Task input:
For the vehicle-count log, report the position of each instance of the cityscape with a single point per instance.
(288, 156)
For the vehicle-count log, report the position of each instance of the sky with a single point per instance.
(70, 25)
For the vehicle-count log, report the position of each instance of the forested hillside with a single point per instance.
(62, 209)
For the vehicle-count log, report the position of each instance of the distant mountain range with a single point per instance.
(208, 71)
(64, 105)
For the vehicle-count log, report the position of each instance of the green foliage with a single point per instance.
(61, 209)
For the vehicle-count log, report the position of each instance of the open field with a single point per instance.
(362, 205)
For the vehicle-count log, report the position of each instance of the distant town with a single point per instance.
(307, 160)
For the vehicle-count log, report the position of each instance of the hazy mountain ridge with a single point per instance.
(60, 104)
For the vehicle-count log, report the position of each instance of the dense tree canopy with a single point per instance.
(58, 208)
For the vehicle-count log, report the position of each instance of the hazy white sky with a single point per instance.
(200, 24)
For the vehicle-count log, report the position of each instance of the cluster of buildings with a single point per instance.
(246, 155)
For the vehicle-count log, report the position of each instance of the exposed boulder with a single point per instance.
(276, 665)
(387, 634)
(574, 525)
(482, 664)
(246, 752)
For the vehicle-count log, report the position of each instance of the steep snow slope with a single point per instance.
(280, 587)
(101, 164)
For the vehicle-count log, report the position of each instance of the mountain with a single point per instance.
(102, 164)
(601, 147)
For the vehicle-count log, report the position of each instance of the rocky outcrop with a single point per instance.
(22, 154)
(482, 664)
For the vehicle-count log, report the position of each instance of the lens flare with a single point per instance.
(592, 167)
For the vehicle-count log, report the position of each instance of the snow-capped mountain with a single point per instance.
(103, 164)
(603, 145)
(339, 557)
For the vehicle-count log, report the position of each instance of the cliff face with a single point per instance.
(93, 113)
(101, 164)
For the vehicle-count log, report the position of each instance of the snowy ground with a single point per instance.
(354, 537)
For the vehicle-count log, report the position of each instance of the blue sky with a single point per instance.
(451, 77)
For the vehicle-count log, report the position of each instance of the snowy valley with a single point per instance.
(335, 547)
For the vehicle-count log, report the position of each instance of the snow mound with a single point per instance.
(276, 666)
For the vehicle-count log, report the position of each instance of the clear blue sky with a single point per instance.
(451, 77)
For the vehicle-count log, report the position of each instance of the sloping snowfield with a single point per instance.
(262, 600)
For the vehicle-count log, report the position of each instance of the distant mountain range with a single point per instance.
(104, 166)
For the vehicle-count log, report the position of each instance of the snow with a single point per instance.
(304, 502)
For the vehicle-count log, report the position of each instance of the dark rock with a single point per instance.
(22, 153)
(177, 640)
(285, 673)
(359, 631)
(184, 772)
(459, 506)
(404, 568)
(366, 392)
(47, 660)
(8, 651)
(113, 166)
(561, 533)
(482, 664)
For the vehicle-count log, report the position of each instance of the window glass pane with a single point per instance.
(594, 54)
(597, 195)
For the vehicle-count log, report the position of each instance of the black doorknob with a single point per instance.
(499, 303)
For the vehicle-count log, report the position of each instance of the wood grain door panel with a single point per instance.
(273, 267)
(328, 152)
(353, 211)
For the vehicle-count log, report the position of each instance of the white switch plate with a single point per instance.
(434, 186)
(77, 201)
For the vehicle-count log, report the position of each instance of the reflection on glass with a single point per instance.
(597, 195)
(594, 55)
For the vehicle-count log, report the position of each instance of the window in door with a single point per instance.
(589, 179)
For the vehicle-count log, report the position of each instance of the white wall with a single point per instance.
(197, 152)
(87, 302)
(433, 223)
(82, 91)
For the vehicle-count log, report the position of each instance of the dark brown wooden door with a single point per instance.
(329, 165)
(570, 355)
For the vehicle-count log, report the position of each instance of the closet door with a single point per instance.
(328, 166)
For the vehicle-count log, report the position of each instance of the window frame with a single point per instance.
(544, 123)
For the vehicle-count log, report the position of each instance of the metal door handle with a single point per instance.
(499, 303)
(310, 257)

Your objective:
All that is needed is the material, repeated exactly.

Response for this exercise:
For the vehicle-count log, report the position of each instance of the cityscape with a single point per instance.
(288, 156)
For the vehicle-count log, report the position of each instance of the sky with a single point per instance.
(70, 25)
For the vehicle-count log, report the position of each instance of the forested hillside with a single point per instance.
(62, 209)
For the vehicle-count log, report the position of each instance of the distant mountain range with a single point per instance.
(208, 71)
(64, 105)
For the vehicle-count log, report the position of each instance of the green foliage with a single point per instance.
(61, 209)
For the vehicle-count log, report the position of each instance of the open field with a single point per instance.
(362, 205)
For the vehicle-count log, report the position of each instance of the distant town with a single point per instance.
(307, 160)
For the vehicle-count log, report the position of each instance of the hazy mountain ridge with a single point per instance.
(60, 104)
For the vehicle-count log, report the position of each instance of the dense tree canopy with a single point per instance.
(58, 208)
For the vehicle-count log, report the position of each instance of the hazy white sky with a single point per instance.
(200, 24)
For the vehicle-count log, report the position of each instance of the cluster of buildings with a single point per instance.
(246, 155)
For the vehicle-count log, report the position of each instance of the exposed boulder with a single point per instance.
(276, 665)
(387, 634)
(574, 525)
(482, 664)
(246, 752)
For the vehicle-count log, report the position of each instance of the steep snow slope with a single point per instance.
(280, 587)
(101, 164)
For the vehicle-count log, report the position of each instance of the mountain with a single point per instance.
(102, 164)
(601, 147)
For the vehicle-count log, report the position of each instance of the rocky outcrop with a single point per instance.
(22, 154)
(482, 664)
For the vehicle-count log, report the position of each instance of the lens flare with a single point per instance.
(592, 167)
For the vehicle-count log, report the position of each instance of the snow-capped mountain with a single point per instance.
(103, 164)
(603, 145)
(339, 557)
For the vehicle-count log, report the position of each instance of the cliff face with a single point per instance.
(93, 113)
(101, 164)
For the vehicle-count log, report the position of each instance of the snowy ground with a single point per instance.
(354, 537)
For the vehicle-count log, report the position of each instance of the blue sky with a single point per instance.
(451, 77)
For the vehicle-count log, report the position of each instance of the snowy valley with a single point per instance.
(335, 547)
For the vehicle-count log, report the position of each instance of the snow mound with a single point per instance.
(276, 666)
For the vehicle-count log, report the position of each instance of the clear blue sky with a single point per instance.
(451, 77)
For the vehicle-count log, report the position of each instance of the sloping snowfield with a single point per instance.
(262, 600)
For the vehicle-count log, report the position of each instance of the distant mountain range with a single point per instance.
(104, 166)
For the vehicle-count log, report the position of each instance of the snow with a single point per instance.
(304, 502)
For the vehicle-count log, report the position of each instance of the dark rock with a single point per instance.
(22, 153)
(177, 640)
(285, 673)
(359, 631)
(184, 772)
(459, 506)
(404, 568)
(366, 392)
(47, 660)
(8, 651)
(113, 166)
(561, 533)
(482, 664)
For the vehicle-count log, report the position of each instance of the window glass pane with a single point per instance.
(594, 54)
(597, 195)
For the vehicle-count log, report the position of each instance of the black doorknob with a single point per instance.
(499, 303)
For the vehicle-count log, report the position of each instance of the wood grain door panel with a single point per instance.
(273, 267)
(328, 152)
(353, 211)
For the vehicle-count log, report the position of each instance of the white switch plate with a single point per instance.
(434, 186)
(77, 201)
For the vehicle-count log, report the position of each instance of the reflection on glass with a single point per instance.
(597, 195)
(594, 55)
For the vehicle-count log, report the position of each instance of the window in door with a single point per instance.
(589, 179)
For the vehicle-count log, report the position of each instance of the white wall with a single point per instance.
(197, 152)
(87, 302)
(433, 223)
(82, 91)
For the vehicle-count log, report the position of each instance of the dark brown wooden door with a single point per instance.
(329, 165)
(570, 355)
For the vehicle-count log, report the position of each instance of the closet door with a single point per instance.
(328, 166)
For the vehicle-count log, report the position of each instance of the window frame with a single point per instance.
(544, 123)
For the vehicle-count log, report the position of each instance of the metal door handle with a single point per instance.
(499, 303)
(310, 257)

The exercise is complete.